** DATASET RECORDS **
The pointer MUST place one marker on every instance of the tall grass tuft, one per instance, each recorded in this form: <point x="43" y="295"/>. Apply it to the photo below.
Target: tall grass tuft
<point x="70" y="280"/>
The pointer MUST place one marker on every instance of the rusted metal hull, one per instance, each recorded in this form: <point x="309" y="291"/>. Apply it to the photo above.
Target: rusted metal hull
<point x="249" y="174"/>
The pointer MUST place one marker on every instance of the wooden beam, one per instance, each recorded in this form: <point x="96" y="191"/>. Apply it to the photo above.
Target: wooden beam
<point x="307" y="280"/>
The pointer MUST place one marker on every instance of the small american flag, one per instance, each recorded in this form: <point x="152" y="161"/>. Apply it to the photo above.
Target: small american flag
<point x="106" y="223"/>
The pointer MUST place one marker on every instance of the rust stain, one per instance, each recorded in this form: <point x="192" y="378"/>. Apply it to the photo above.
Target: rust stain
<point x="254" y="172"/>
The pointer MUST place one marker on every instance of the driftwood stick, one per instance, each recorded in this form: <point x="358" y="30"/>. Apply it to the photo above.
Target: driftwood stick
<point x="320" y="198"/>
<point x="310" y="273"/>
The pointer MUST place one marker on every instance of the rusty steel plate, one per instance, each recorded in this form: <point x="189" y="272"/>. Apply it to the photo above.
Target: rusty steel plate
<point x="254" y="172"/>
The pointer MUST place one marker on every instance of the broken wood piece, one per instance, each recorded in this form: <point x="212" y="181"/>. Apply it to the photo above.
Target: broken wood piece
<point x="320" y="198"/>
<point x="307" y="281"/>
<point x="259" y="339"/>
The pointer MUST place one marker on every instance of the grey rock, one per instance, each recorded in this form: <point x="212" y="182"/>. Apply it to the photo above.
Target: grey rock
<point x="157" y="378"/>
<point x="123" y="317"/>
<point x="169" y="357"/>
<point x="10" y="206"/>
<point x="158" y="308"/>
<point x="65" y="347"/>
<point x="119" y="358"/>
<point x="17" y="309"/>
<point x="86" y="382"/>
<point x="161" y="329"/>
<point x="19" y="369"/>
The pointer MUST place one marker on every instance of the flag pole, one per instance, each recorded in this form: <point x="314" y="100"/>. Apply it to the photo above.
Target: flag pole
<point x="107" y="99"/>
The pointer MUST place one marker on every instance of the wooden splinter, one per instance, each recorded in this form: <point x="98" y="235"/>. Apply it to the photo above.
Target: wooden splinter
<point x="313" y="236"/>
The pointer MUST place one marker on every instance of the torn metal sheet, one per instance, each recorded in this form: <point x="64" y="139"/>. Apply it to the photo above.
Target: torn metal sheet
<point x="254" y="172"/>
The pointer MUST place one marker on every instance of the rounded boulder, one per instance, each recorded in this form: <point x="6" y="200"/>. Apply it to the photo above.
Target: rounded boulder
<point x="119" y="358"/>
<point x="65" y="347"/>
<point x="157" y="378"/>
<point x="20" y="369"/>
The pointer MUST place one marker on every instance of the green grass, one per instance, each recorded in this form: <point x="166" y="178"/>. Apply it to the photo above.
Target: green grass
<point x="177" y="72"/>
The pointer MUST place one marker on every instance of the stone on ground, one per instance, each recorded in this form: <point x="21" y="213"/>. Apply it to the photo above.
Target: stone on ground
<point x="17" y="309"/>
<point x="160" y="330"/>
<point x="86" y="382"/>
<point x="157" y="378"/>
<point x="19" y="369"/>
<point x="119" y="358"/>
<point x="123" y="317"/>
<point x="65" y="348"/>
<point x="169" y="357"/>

** REQUIREMENTS **
Write out the whole listing again, exactly as it stands.

** RESPONSE TO THIS EXERCISE **
The pointer MUST place one marker on every instance of the tall grass tuft, one per instance, each recorded in this form: <point x="43" y="295"/>. Apply it to the photo below.
Target: tall grass tuft
<point x="70" y="280"/>
The pointer MUST place one marker on every instance of the rusted metal hull, one per instance, each recorded in this form: <point x="309" y="291"/>. Apply it to the photo above.
Target: rusted metal hull
<point x="249" y="174"/>
The pointer MUST place one marker on every instance of the wooden beam, one per instance, each recorded in this form: <point x="96" y="191"/>. Apply it to the photo above.
Target: wooden beam
<point x="307" y="280"/>
The pointer MUST place one marker on every instance of the small american flag, one per instance, each recorded in this form: <point x="152" y="161"/>. Apply it to the photo above.
Target: small american flag
<point x="106" y="223"/>
The pointer MUST place one marker on every instance of the rust stain, one per instance, each recorded in this form: <point x="192" y="378"/>. Apply it to the photo above.
Target: rust stain
<point x="254" y="172"/>
The pointer MUST place one marker on every instance of the driftwood stick, one per instance, each recorded in this form: <point x="358" y="30"/>. Apply it to the photo above.
Target: driftwood stick
<point x="320" y="198"/>
<point x="310" y="273"/>
The pointer MUST place one marker on every instance of the rusty steel plate, one per instance, each recorded in this form: <point x="189" y="272"/>. Apply it to the photo above.
Target: rusty steel plate
<point x="254" y="172"/>
The pointer MUST place one marker on every instance of the broken wood piece, one per instance, each recorded in this form: <point x="212" y="181"/>. Apply it to the photo above.
Target: broken wood piece
<point x="320" y="198"/>
<point x="307" y="281"/>
<point x="259" y="339"/>
The pointer MUST place one marker on every instance of the grey rock, one per instance, each recorded in this form: <point x="212" y="182"/>. Apply it to the photo above.
Target: grey rock
<point x="157" y="378"/>
<point x="123" y="317"/>
<point x="169" y="357"/>
<point x="10" y="206"/>
<point x="158" y="308"/>
<point x="65" y="347"/>
<point x="119" y="358"/>
<point x="17" y="309"/>
<point x="86" y="382"/>
<point x="161" y="329"/>
<point x="19" y="369"/>
The pointer MUST place one marker on every instance of the flag pole, one per instance, each recorded in this form: <point x="314" y="100"/>. Apply it to the photo above.
Target: flag pole
<point x="107" y="99"/>
The pointer MUST place one marker on every instance of the wooden splinter, one per instance, each recorded in this form: <point x="98" y="235"/>. Apply it to the photo above.
Target: wooden splinter
<point x="313" y="236"/>
The pointer MUST place one marker on every instance of the torn metal sheet, one per instance, each recorded in this form: <point x="64" y="139"/>. Apply it to the photo above.
Target: torn metal sheet
<point x="254" y="172"/>
The pointer MUST place one marker on every instance of the rounded boulder, one per instance, each recorded in this form: <point x="6" y="200"/>. Apply it to the photo above.
Target: rounded boulder
<point x="119" y="358"/>
<point x="65" y="347"/>
<point x="157" y="378"/>
<point x="20" y="369"/>
The pointer MUST place one marker on every instance of the green grass, one per instance, each recorded in this form: <point x="166" y="178"/>. Apply it to the photo above.
Target: green grass
<point x="177" y="72"/>
The pointer MUST place one marker on every instance of the stone on ground, one per instance, each recorded in this form: <point x="21" y="213"/>. Apply it to the photo above.
Target: stone on ground
<point x="17" y="309"/>
<point x="160" y="330"/>
<point x="86" y="382"/>
<point x="157" y="378"/>
<point x="19" y="369"/>
<point x="119" y="358"/>
<point x="123" y="317"/>
<point x="65" y="348"/>
<point x="169" y="357"/>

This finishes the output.